# What is expected:
Copy all the records below, substituting "Label" for each occurrence of "Target" and leaving everything else unchanged.

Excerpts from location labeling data
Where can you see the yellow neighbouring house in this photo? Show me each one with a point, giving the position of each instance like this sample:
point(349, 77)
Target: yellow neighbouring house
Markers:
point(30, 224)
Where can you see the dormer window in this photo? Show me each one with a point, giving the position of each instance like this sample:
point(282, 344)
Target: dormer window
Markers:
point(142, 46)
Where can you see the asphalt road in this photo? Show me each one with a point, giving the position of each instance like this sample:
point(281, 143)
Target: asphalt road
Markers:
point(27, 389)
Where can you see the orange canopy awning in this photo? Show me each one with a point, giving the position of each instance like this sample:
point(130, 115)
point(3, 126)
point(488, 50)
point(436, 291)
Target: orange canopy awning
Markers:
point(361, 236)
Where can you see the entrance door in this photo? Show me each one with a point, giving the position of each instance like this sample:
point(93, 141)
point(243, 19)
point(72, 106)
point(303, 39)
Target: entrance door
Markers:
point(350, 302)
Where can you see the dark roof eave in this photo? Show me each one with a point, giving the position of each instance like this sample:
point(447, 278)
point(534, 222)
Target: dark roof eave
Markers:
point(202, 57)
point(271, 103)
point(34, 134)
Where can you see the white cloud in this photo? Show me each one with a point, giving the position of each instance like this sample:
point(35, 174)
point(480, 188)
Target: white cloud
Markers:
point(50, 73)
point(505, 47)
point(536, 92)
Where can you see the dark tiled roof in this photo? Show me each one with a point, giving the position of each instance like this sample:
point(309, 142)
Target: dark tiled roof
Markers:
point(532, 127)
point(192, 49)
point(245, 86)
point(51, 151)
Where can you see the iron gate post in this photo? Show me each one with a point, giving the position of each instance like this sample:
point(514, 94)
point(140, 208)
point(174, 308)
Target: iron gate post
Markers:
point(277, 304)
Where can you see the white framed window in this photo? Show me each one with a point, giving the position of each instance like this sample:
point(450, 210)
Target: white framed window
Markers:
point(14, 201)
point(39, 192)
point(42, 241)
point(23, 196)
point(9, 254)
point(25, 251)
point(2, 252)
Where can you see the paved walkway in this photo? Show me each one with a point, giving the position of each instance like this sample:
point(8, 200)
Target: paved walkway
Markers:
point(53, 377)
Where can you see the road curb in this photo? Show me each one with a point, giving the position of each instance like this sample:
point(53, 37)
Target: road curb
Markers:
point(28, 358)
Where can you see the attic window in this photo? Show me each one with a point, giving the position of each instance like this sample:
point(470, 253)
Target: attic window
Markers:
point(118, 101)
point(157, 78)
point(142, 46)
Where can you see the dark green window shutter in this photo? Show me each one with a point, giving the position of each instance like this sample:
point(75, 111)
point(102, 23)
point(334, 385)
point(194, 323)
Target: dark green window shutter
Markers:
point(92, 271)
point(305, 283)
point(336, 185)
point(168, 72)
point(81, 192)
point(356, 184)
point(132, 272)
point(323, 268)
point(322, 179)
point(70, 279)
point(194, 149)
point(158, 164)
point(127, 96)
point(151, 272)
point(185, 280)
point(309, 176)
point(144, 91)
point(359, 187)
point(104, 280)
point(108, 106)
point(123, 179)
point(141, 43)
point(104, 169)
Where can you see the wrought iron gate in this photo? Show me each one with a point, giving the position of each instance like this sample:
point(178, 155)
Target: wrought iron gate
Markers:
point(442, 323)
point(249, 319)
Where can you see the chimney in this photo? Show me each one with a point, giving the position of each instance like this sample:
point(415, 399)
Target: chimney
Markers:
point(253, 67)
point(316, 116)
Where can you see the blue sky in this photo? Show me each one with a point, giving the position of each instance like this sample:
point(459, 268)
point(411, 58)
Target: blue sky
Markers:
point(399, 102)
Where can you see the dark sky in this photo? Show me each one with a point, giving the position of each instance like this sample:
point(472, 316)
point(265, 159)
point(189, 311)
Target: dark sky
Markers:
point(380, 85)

# Result of this exercise:
Where can you see the yellow neighbouring house in this photo? Show me each one with a point, giving the position of each instance like this sample:
point(349, 77)
Label: yellow neighbouring house
Markers:
point(30, 224)
Where can you see the dormer window in this photo? Show me each one with a point, giving the position of each instance like this sample:
point(282, 344)
Label: dormer window
Markers:
point(142, 46)
Where can you see the asphalt road in this photo? Show me each one with a point, giving the position of each instance like this sample:
point(281, 143)
Label: asphalt road
Markers:
point(27, 389)
Where can you see the orange canopy awning in this photo? Show me each one with a point, giving the position of each instance like this sample:
point(130, 115)
point(3, 126)
point(488, 50)
point(436, 291)
Label: orange canopy awning
Markers:
point(361, 236)
Where can you see the entrance door in this photo? Show me each one with a point, giving the position of each instance like this sample:
point(93, 141)
point(243, 19)
point(72, 106)
point(303, 39)
Label: entrance door
Markers:
point(350, 302)
Where can you see the dark roof eave in this photo? Show me each one with a point, giving the position of each instance like this sample:
point(447, 278)
point(534, 222)
Label: dark roof eave
Markers:
point(202, 57)
point(271, 103)
point(34, 134)
Where can you see the white cloud in this photo? Show me each one with a point, giving the position of each instance like this sample:
point(35, 174)
point(480, 188)
Label: white cloud
Markers:
point(50, 73)
point(505, 47)
point(536, 92)
Where can you see the dark tiled roof in this photo? Show me each one with a point, giving the position of each instance like this sample:
point(309, 142)
Label: dark tiled roof
Markers:
point(532, 127)
point(192, 49)
point(245, 86)
point(51, 151)
Where can you see the iron gate post in this photo? Show me each one with a point, giving the position of each instance like this sample:
point(514, 94)
point(140, 208)
point(174, 308)
Label: iron gate post
Markers:
point(277, 304)
Where can you see the white framed window in this photo? Show me each one with a point, giving the position of each instance like this sample:
point(450, 210)
Label: white framed window
Markers:
point(14, 201)
point(39, 192)
point(42, 241)
point(23, 196)
point(9, 254)
point(25, 251)
point(2, 252)
Where can you see the paved walkway in this photo? Show me each one with a point, giving the position of each instance like this sample:
point(8, 200)
Label: paved walkway
Markers:
point(53, 377)
Where can you see the road curb in this photo? Show me each one with a point, giving the position of each instance like this sample:
point(53, 37)
Label: road curb
Markers:
point(28, 358)
Where can you see the attic window in this photo? Show me each one with a point, giving the position of each instance like this sample:
point(470, 253)
Label: attic window
Markers:
point(118, 101)
point(157, 78)
point(142, 46)
Where can you see the dark green window shutter in this photo? Show me each one with a point, giving the position of each instance like this sample:
point(75, 111)
point(102, 23)
point(334, 385)
point(194, 323)
Label: dark green window shutter
Markers:
point(92, 271)
point(305, 283)
point(336, 185)
point(168, 72)
point(81, 192)
point(356, 184)
point(132, 272)
point(323, 268)
point(322, 179)
point(70, 279)
point(194, 149)
point(158, 164)
point(127, 96)
point(151, 272)
point(185, 280)
point(309, 176)
point(144, 91)
point(359, 187)
point(104, 280)
point(108, 106)
point(123, 179)
point(141, 43)
point(104, 169)
Where can you see the wrought iron gate in this photo? Show me each one with a point, giving the position of each instance like this sample:
point(178, 155)
Label: wrought iron gate
Markers:
point(442, 323)
point(249, 319)
Where can you see the chimney in this photo? Show me each one with a point, giving the position of each instance like this sample:
point(415, 399)
Label: chimney
Markers:
point(253, 67)
point(316, 116)
Where can you see the blue sky in this photo? Show me each one with a point, giving the position of each instance like this sample:
point(459, 268)
point(411, 58)
Label: blue sky
Markers:
point(399, 102)
Where can you see the dark sky in this photo? Show me each one with a point, giving the position of each instance like this sample:
point(472, 316)
point(265, 159)
point(189, 311)
Label: dark sky
Markers:
point(380, 85)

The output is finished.